===== DATASET EXTRACT =====

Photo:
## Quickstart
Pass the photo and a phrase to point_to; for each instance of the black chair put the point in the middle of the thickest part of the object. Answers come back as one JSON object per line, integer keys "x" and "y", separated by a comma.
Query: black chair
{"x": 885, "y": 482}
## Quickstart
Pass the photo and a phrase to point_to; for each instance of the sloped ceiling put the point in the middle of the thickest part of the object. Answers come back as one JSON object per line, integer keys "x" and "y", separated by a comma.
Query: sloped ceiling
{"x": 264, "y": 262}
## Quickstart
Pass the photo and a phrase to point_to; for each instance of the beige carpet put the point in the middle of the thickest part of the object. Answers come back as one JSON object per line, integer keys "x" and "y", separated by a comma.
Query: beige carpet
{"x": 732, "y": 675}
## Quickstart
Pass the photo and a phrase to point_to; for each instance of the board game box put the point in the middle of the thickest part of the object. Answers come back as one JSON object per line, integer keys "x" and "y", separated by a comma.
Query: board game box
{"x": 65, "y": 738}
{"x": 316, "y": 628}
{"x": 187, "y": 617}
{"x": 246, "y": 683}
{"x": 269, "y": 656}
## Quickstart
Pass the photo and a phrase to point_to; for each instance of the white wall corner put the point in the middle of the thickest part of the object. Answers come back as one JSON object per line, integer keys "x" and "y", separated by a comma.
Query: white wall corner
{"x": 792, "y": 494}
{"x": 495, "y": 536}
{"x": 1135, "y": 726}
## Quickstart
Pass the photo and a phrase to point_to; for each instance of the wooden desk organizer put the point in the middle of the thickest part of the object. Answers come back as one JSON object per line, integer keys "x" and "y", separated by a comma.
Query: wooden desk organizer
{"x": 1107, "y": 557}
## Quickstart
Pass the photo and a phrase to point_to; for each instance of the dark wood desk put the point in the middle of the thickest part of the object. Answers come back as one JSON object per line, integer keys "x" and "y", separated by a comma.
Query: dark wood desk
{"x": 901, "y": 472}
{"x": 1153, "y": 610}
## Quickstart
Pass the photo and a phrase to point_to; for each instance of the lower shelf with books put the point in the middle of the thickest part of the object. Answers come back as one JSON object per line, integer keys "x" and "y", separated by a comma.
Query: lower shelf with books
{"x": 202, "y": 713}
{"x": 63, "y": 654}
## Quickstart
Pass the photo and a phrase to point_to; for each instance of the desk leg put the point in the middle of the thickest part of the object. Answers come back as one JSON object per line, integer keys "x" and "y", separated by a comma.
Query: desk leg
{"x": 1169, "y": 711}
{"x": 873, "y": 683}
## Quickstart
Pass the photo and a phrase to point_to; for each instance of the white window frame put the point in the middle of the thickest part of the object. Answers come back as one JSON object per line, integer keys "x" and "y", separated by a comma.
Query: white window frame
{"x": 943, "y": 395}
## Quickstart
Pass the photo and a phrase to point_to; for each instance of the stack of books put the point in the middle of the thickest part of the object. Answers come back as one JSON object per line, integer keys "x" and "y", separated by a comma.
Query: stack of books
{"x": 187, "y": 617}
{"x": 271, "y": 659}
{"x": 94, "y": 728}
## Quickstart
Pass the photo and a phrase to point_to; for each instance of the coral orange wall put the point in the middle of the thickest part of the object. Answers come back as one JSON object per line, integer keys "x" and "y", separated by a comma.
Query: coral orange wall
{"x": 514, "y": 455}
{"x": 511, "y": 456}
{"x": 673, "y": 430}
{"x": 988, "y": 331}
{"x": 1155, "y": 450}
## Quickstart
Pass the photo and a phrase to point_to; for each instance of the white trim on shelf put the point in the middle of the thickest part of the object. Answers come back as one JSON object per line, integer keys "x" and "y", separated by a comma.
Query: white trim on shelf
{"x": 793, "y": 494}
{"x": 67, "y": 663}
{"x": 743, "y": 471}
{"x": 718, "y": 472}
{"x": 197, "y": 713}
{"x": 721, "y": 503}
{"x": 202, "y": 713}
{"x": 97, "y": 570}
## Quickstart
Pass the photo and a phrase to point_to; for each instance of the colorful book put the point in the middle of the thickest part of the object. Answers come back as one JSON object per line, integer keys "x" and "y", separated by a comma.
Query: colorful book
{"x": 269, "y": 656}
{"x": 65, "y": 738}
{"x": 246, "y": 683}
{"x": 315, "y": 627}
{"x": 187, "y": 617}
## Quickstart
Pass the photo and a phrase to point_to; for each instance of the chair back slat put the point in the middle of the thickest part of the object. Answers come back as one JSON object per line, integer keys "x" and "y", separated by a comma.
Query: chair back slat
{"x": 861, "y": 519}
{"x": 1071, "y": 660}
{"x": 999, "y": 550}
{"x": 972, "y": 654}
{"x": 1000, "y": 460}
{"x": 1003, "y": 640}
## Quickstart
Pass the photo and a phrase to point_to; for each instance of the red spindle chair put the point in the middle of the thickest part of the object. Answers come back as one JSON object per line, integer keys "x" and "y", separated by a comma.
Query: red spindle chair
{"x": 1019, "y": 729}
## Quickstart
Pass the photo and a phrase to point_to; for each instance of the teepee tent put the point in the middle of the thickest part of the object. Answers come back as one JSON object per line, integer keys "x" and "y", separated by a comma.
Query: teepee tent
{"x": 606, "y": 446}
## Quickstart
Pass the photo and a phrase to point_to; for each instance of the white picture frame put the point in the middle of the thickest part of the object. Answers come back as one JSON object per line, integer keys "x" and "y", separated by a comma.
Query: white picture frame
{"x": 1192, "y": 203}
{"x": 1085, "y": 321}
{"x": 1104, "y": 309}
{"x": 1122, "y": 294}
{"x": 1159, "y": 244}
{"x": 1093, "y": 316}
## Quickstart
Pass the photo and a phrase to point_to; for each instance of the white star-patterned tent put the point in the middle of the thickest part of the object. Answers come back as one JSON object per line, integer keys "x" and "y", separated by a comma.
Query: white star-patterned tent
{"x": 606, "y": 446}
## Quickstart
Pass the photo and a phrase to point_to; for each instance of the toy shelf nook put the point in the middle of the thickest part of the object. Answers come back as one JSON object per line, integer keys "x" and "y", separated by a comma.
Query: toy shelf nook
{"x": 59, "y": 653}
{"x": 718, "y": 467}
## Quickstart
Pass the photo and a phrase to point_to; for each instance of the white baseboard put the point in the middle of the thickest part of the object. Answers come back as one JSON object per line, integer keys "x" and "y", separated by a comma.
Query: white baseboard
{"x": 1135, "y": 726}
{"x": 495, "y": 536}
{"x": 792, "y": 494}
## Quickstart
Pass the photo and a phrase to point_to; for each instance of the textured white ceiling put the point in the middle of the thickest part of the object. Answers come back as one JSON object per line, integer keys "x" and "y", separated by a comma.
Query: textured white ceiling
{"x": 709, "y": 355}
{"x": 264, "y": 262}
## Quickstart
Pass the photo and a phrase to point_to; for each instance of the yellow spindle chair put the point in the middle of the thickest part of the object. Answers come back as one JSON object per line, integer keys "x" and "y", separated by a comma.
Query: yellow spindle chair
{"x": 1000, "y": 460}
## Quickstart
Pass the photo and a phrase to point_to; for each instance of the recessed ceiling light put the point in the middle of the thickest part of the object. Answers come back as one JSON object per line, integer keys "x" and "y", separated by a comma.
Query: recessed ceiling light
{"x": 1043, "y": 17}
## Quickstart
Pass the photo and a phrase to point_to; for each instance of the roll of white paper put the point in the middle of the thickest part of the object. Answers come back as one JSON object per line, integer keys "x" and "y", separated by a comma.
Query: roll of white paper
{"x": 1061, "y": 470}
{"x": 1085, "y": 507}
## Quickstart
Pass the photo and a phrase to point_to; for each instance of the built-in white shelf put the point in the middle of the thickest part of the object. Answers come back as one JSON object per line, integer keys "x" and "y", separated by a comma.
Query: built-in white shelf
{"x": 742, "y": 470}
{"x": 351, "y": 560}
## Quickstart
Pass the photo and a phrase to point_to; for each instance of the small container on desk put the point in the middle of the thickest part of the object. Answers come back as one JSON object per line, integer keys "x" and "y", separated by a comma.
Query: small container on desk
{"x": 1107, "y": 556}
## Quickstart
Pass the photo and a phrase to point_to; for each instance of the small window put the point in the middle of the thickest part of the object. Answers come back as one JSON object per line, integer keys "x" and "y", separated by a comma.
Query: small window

=====

**TASK GOAL**
State how many lines of the material above contain the word "baseboard", giving only the number.

**SOLUTION FOR THIS PROBLEM**
2